__Task objective__.
Count the lines in the items below that contain the string "above". Reply with that number alone.

(Stored data)
++++++++++

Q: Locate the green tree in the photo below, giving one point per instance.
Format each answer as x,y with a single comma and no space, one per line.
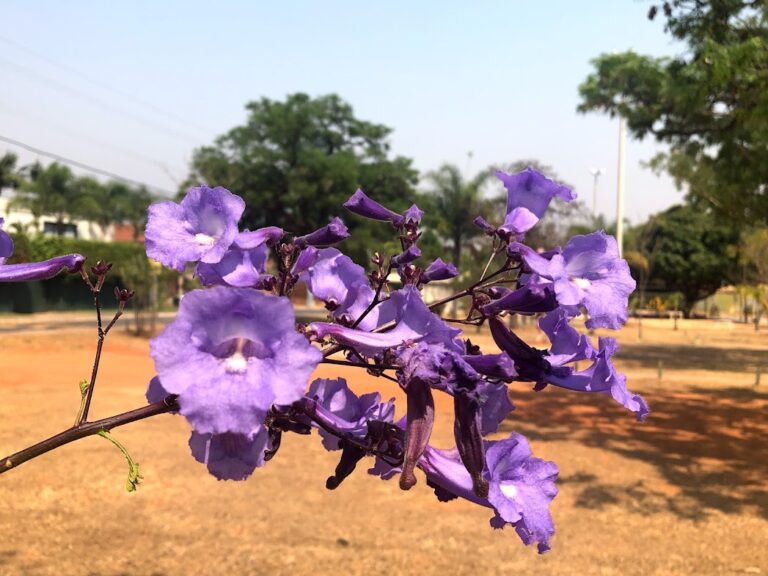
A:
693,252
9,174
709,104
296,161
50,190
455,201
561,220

++++++++++

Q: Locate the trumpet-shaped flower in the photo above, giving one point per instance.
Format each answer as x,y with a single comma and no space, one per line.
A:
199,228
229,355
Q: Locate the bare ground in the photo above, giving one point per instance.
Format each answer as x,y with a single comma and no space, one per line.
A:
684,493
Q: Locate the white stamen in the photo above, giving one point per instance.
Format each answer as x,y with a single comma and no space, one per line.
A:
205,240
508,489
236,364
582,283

++++++++++

__The result__.
3